Dataset records about object locations:

+===+

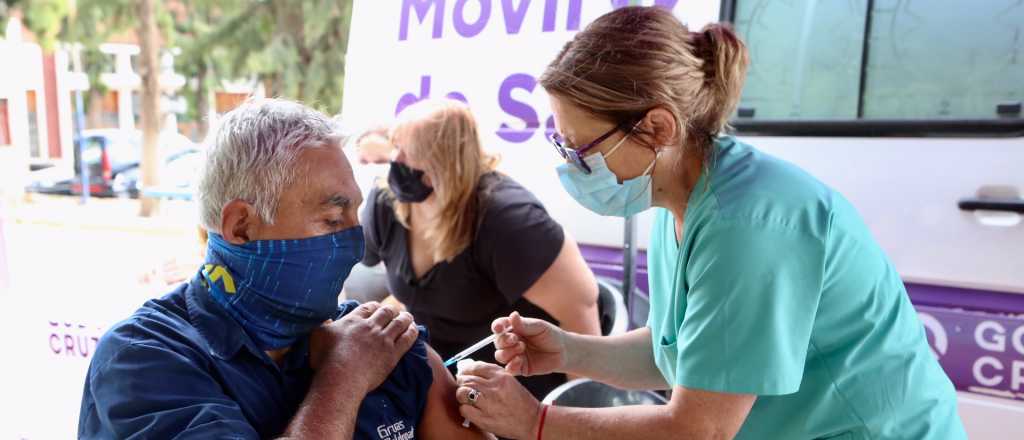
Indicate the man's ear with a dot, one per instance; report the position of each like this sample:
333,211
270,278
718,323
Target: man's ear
239,222
659,127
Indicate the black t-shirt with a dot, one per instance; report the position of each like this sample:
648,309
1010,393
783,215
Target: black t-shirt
514,244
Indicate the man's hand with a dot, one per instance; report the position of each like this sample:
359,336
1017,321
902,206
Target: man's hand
367,342
529,347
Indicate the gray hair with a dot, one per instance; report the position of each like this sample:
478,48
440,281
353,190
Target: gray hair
252,156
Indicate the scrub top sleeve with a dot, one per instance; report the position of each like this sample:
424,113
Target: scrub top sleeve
753,296
516,244
372,220
153,392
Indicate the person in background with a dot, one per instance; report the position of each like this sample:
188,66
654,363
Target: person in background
464,244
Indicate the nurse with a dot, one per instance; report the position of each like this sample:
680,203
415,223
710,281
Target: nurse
774,314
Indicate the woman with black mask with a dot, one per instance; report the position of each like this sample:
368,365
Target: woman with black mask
464,244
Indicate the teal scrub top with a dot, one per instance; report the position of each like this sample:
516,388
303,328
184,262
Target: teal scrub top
778,290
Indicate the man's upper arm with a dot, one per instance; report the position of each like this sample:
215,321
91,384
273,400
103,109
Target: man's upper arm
441,419
150,391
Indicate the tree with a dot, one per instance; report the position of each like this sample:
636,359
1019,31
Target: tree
151,117
295,49
91,23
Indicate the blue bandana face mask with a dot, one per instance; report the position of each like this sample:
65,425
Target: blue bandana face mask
600,190
281,290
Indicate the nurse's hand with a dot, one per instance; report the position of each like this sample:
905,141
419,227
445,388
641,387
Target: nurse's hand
502,406
529,347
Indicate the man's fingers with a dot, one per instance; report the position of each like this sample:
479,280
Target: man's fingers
482,369
462,395
367,309
505,355
471,412
406,341
506,340
515,366
397,327
499,325
383,316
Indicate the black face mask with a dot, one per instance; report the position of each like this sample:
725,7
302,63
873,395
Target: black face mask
407,183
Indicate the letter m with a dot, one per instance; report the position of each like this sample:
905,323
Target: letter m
422,8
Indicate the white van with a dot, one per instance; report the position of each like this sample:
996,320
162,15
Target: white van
911,110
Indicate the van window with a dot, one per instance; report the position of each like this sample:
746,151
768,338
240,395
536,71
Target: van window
882,59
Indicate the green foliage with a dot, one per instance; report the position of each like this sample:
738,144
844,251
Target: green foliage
295,49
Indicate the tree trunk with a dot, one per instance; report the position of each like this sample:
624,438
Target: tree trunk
150,112
203,100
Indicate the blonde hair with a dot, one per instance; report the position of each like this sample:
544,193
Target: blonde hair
635,58
442,135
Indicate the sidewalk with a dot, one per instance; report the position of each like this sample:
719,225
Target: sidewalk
107,214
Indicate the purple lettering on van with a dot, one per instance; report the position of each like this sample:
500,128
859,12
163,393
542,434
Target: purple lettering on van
458,96
422,8
470,30
514,15
410,98
517,108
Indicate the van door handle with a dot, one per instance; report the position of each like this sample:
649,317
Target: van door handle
1004,205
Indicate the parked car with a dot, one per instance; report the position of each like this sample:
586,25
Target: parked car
113,158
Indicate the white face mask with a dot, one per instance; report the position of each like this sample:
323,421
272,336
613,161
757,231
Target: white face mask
600,190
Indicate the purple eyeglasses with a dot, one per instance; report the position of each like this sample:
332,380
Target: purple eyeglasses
576,155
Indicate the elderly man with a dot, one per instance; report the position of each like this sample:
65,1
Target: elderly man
247,348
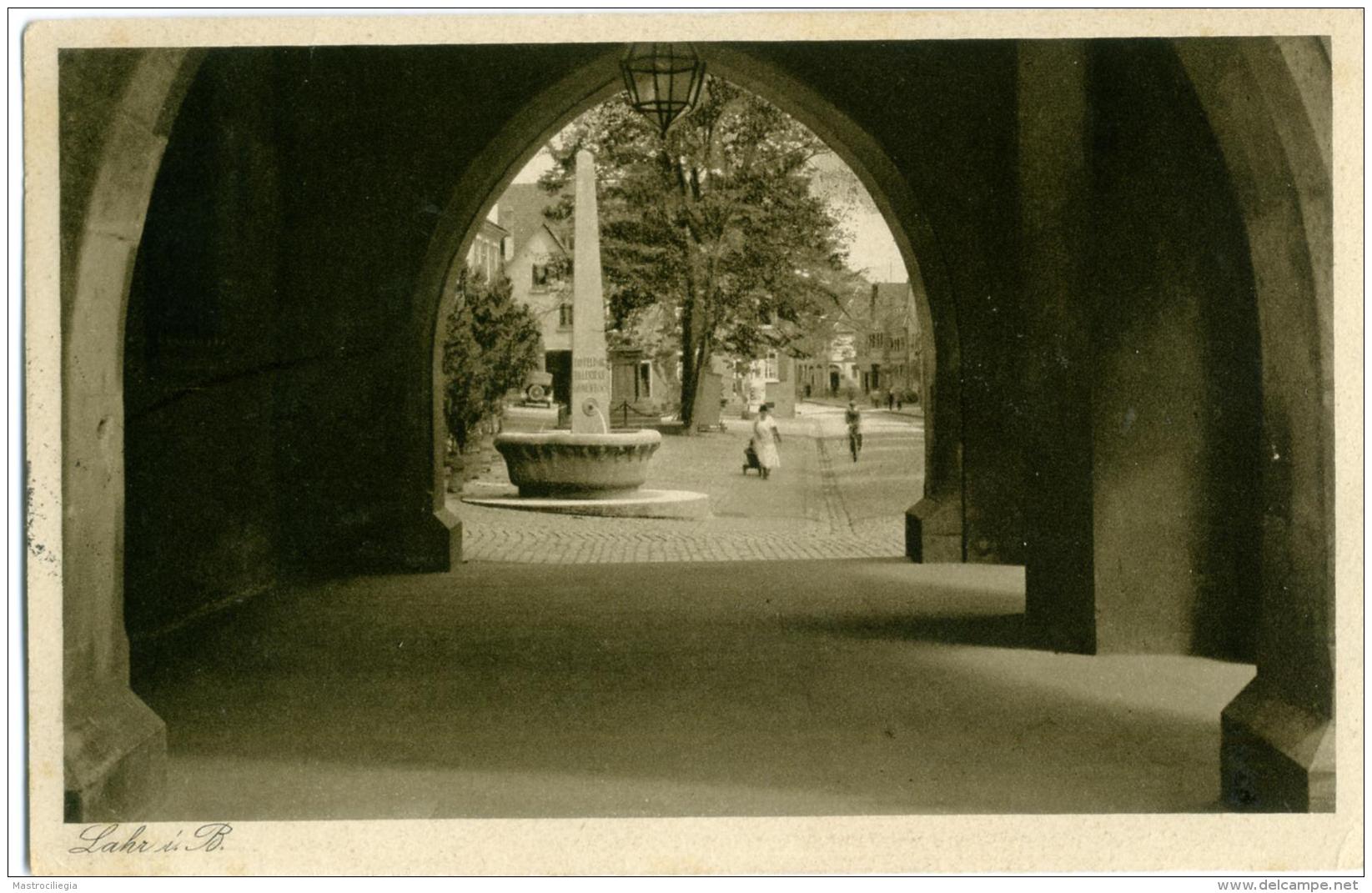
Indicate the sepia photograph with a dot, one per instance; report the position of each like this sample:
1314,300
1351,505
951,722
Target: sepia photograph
827,427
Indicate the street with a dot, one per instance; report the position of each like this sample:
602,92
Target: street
819,504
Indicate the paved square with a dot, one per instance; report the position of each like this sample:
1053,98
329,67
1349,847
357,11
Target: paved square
819,504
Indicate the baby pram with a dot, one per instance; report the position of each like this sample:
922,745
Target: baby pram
751,456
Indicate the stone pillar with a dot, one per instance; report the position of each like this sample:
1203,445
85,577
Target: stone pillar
116,116
591,369
1268,102
1054,195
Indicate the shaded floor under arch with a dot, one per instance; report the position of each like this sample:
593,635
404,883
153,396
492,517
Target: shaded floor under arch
878,686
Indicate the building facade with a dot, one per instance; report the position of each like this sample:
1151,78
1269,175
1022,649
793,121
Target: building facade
888,348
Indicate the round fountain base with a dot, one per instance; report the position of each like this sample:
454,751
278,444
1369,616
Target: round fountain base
565,465
659,504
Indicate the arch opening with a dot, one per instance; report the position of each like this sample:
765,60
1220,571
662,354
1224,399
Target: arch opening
651,397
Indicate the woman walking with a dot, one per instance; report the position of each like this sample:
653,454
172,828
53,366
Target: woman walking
766,439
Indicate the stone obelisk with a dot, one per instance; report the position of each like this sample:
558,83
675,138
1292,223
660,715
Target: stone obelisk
591,368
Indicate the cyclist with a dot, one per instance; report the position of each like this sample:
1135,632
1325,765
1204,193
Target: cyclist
854,419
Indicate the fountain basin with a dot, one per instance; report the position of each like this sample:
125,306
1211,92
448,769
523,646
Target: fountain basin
578,465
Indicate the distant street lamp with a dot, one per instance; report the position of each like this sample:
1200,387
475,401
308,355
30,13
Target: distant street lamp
663,81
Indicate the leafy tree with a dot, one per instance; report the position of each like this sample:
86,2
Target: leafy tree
491,342
711,239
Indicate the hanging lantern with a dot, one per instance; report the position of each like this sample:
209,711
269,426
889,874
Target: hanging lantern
663,81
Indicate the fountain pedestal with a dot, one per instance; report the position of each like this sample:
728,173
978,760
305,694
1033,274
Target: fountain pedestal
587,469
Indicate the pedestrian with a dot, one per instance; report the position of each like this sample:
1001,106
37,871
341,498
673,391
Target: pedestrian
766,436
854,419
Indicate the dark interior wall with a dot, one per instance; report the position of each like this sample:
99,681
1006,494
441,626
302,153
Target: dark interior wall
944,113
274,306
200,520
1178,374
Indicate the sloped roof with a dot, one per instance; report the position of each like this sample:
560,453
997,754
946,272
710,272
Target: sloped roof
520,212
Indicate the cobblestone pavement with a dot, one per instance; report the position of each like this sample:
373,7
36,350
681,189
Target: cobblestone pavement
817,505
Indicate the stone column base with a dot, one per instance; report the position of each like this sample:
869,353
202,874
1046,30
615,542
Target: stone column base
933,531
429,544
114,757
1274,755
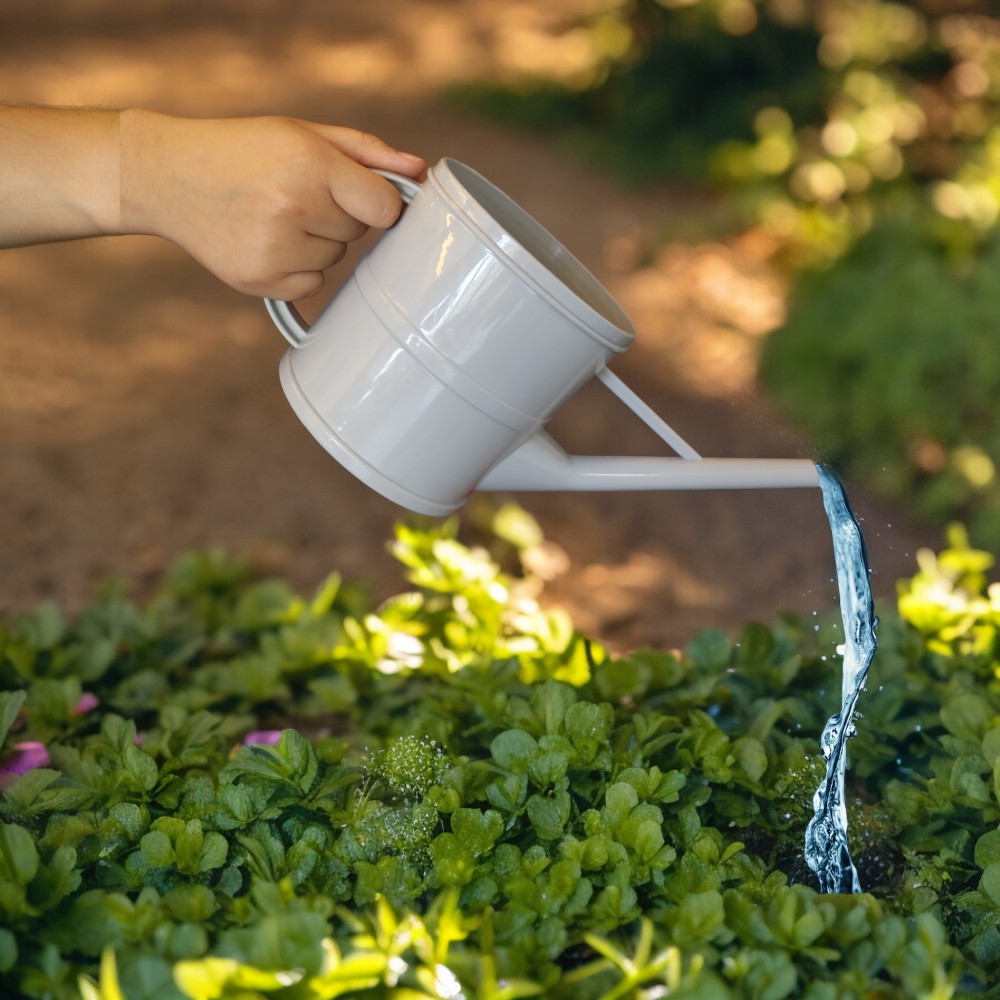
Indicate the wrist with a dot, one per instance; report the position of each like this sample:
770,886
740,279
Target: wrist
142,139
59,174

+===+

Omit any images, then output the listing exactly.

Indicate the man's ear with a dot, one per instance; report the position of each like this sample:
333,211
270,278
718,323
Target: man's ear
239,222
659,127
Indicate the black t-shirt with a dot, one per instance; report the position of each like this sample:
648,309
1010,393
783,215
Target: black t-shirt
514,244
Indicate the man's hand with a dot, one per instance; report the position of each like this sample:
359,336
1017,321
902,206
Target: man's hand
367,342
529,347
Indicate the gray hair with a dot, one per instance; report the position of each like this sample:
478,48
440,281
353,190
Target: gray hair
252,156
Indicate the scrub top sleeve with a dot, one per instance; report the position of each like this sample:
424,113
Target: scrub top sleeve
753,296
516,244
372,220
153,392
Indicate the person in background with a dot, one per instance; report the position of each like this sample:
188,66
654,363
Target: person in background
464,244
Indicate the nurse with a dot, one per instance; report the position of each like this sample:
680,203
415,223
710,281
Target: nurse
774,314
Indicate the woman with black mask with a dot, one per instance; report the position of each like this sample:
368,365
Target: woman with black mask
464,244
Indicate the teal scrub top with a dot, one per instance; report the position of each like this sample:
516,388
303,328
184,262
Target: teal scrub top
778,290
Indicate the man's upper arm with a dot, one per instance; report the position of each like this sample:
215,321
91,384
273,400
103,109
Target: man's upper arm
441,419
150,391
Indicate the tree with a dot, one per instance; report the position of each like this sample:
636,359
1019,31
Target: tree
151,117
295,49
91,23
Indicate the blue bandana face mask with a dot, one per instance; report the position of each like this sample:
65,425
Target: blue bandana face mask
600,190
281,290
Indicate the nurse's hand with a dot, one per instance; report the position of each like this sample:
905,141
419,227
445,388
641,387
Target: nurse's hand
502,406
529,347
Indicate the man's fingers with a dot, one per instance; report the position of each like this sample:
479,280
Target: man's fingers
482,369
462,395
367,309
505,355
471,412
406,341
506,340
515,366
397,327
499,325
383,316
Indicate the black face mask with a dot, one per instance; report the position of each like this sample:
725,7
302,63
873,395
Target: black face mask
407,183
Indicate the letter m with a dot, one per instance; report the position of each like this sample:
905,323
Target: letter m
422,8
Indicate the white van with a dot, one per instance; report the position of each like this sample:
996,320
162,15
Target: white van
911,110
Indicate the van window with a dot, one per instance; report the position of each like this sample:
746,151
768,338
240,395
536,71
Target: van window
882,59
Indicate the green foliage with a dot, one per instance; report the position of each like this sample:
738,144
844,251
Target: green foliage
295,49
Indicate the tree trunk with a dot, one per instance; report the position of each like this sample:
624,438
Target: tree trunk
150,112
203,100
Indicate the blonde hair with a dot, one per instance; report the position of each like this sample:
544,193
Target: blonde hair
635,58
442,135
Indicate the sidewalk with a dot, one per instance; report the position of each like this sample:
719,225
Target: sidewalk
107,214
Indicate the purple lettering on van with a dot, one per instance; report the position of each like this sample:
500,128
859,12
163,393
542,434
Target: purple lettering on van
458,96
422,8
470,30
514,15
410,98
517,108
Indicate the van door handle with a dot, one per instance; report the position of each like this sample:
649,317
Target: van door handle
1004,205
Indicate the parked car with a dot, one per instance; report the position of each like this sample:
586,25
Target: parked car
113,158
Indicate the white face mask with a dot, one per instance; report the position of each like this sample:
323,421
272,336
613,161
757,231
Target: white face mask
600,190
Indicate the purple eyeglasses with a dot, one per instance; report the position of each like this sample:
332,380
Target: purple eyeglasses
576,155
Indicate the elderly man with a dot, one per instance; report the position of each like this sample:
65,1
Target: elderly man
247,348
Indicate the sepia photograph with a dot, one per instance; report the position of each like this sample:
1314,300
1351,505
951,722
Target: sepia photograph
827,427
Indicate the street with a dot, one per instance; report the position of each like this sample:
602,92
Target: street
819,504
Indicate the paved square with a dot, one per instance; report the position of each like this sample:
1053,98
329,67
1349,847
357,11
Target: paved square
819,504
Indicate the baby pram with a dot, one per instance; report the position of each like this sample:
922,745
Target: baby pram
751,456
Indicate the stone pillar with a dot, one per instance; report the position of each like this sample:
1203,445
85,577
Target: stone pillar
116,116
591,369
1268,102
1054,195
Indicate the shaded floor under arch with a dot, one per instance; report the position of each like this sample:
593,635
404,883
153,396
492,517
Target: shaded floor under arch
878,686
Indicate the building facade with a dot, one per instance; report the position of each like this sample:
1151,78
1269,175
1022,649
793,121
Target: building facade
888,348
Indicate the round fountain base with a dot, one per instance; report the position of each like this sample:
454,751
278,444
1369,616
Target: round fountain base
565,465
659,504
Indicate the arch opening with a dot, one per instance; report the position of each like this sample:
765,60
1220,571
662,354
1224,399
Target: arch opening
651,397
Indicate the woman walking with a dot, one per instance; report the position of each like this sample:
653,454
172,828
53,366
Target: woman walking
766,439
Indicate the stone obelisk with a dot, one per instance; report the position of each like this sample:
558,83
675,138
1292,223
660,715
Target: stone obelisk
591,368
Indicate the cyclist with a dot, one per instance; report the position of each like this sample:
1135,632
1325,765
1204,193
Target: cyclist
854,419
Indicate the fountain basin with a dot, one per instance; report the position of each like this sample:
125,306
1211,92
448,769
523,646
Target: fountain basin
578,465
Indicate the distant street lamp with a dot, one per instance; report the position of each like this sample:
1200,387
475,401
308,355
30,13
Target: distant street lamp
663,81
Indicate the leafy tree with a dot, one per instance; report the position of each like this sample:
86,2
Target: leafy tree
491,342
711,239
Indicate the hanging lantern with a dot, one per instance; report the position of each like this sample:
209,711
269,426
889,874
Target: hanging lantern
663,81
Indicate the fountain pedestal with a dot, one per instance; report the position of each like this sample:
728,173
978,760
305,694
1033,274
Target: fountain pedestal
587,469
Indicate the pedestrian with a dot, one per instance; report the position of each like this sample:
1001,106
37,871
341,498
673,391
Target: pedestrian
766,436
854,419
Indicate the dark interior wall with a dot, one per instance; report the position of each like this sample:
99,681
1006,494
441,626
302,153
Target: dark interior wall
944,113
274,306
200,520
1178,374
Indicate the sloped roof with a dot, one per instance; report the position of each like this sample:
560,453
997,754
946,272
710,272
Target: sloped roof
520,212
Indicate the cobblestone pavement with a dot, one per instance; report the position of each like this sample:
373,7
36,350
681,189
Target: cobblestone pavement
817,505
Indicate the stone column base with a dot, one per instance; report the position of each like this sample:
869,353
202,874
1046,30
615,542
Target: stone column base
933,531
429,544
114,757
1274,755
Indicate the wrist with a dot, one per instance; report the position of each like this sample:
770,886
740,279
Target: wrist
142,139
59,174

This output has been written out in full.